**SHORT EXERCISE 1:** Count the lines in the rows below that contain the string "door", treating case as significant, and reply with the number alone.

**EXCERPT TO READ:**
== == ==

I setting the CPU with ThrottleStop  with your recommandations and the temperature still around 80c :/ 
I don't know what I do more. thanks.

Maybe the GPU heating too much and affect the CPU ?


----------



## P4-630 (May 7, 2015)

ArtKO171 said:


> Maybe the GPU heating too much and affect the CPU ?



If I seen it right your laptop has only one fan for both the CPU and GPU, yeah that sucks.
What you can try is to lower frame rate in your games with nvidia inspector.
My gpu can run GTA V at 50~60fps but I lowered the frame rate to 40 with nvidia inspector, which results in a 41 fixed fps and a few degrees temperature drop.


----------



## ArtKO171 (May 7, 2015)

P4-630 said:


> If I seen it right your laptop has only one fan for both the CPU and GPU, yeah that sucks.

== == ==

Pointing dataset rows
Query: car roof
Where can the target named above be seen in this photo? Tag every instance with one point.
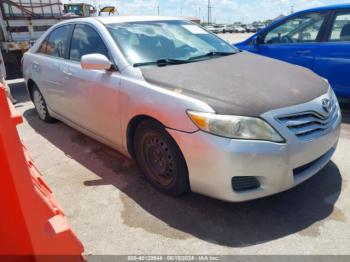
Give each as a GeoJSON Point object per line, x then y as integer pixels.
{"type": "Point", "coordinates": [326, 8]}
{"type": "Point", "coordinates": [125, 19]}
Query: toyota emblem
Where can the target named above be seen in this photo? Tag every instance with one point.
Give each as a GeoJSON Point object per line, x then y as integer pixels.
{"type": "Point", "coordinates": [327, 105]}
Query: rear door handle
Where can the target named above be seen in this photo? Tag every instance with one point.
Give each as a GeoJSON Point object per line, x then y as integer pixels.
{"type": "Point", "coordinates": [303, 52]}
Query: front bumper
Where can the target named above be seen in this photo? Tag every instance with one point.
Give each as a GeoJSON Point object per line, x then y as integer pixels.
{"type": "Point", "coordinates": [213, 161]}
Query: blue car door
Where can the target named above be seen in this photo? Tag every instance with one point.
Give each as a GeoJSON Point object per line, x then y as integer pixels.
{"type": "Point", "coordinates": [294, 40]}
{"type": "Point", "coordinates": [332, 60]}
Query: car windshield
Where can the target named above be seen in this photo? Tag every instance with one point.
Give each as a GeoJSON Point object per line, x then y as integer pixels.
{"type": "Point", "coordinates": [144, 43]}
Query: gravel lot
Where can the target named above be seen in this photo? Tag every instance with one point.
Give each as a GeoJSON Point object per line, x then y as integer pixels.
{"type": "Point", "coordinates": [114, 211]}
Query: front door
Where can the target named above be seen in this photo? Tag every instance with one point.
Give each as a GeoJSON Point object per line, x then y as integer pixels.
{"type": "Point", "coordinates": [92, 96]}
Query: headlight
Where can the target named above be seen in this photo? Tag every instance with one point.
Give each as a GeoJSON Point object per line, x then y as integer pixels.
{"type": "Point", "coordinates": [239, 127]}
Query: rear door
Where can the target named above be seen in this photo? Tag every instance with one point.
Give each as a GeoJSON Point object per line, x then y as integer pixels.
{"type": "Point", "coordinates": [332, 60]}
{"type": "Point", "coordinates": [294, 40]}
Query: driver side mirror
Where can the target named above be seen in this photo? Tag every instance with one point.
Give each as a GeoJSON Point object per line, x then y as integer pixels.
{"type": "Point", "coordinates": [257, 40]}
{"type": "Point", "coordinates": [95, 62]}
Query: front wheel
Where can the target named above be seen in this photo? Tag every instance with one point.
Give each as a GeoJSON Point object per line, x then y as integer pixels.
{"type": "Point", "coordinates": [160, 159]}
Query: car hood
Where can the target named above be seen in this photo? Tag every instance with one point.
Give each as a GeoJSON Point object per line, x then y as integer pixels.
{"type": "Point", "coordinates": [241, 84]}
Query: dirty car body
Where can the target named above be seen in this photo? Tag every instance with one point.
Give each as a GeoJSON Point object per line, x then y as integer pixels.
{"type": "Point", "coordinates": [242, 126]}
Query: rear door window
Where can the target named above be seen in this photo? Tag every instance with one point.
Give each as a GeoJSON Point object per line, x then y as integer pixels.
{"type": "Point", "coordinates": [86, 40]}
{"type": "Point", "coordinates": [341, 27]}
{"type": "Point", "coordinates": [58, 41]}
{"type": "Point", "coordinates": [301, 29]}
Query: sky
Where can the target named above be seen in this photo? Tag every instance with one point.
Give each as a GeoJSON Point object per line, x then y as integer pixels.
{"type": "Point", "coordinates": [223, 11]}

== == ==

**SHORT EXERCISE 2:** List every piece of software, including games, named in the laptop-temperature thread above.

**PROBLEM SOLUTION 1:** 5

**PROBLEM SOLUTION 2:**
ThrottleStop
nvidia inspector
GTA V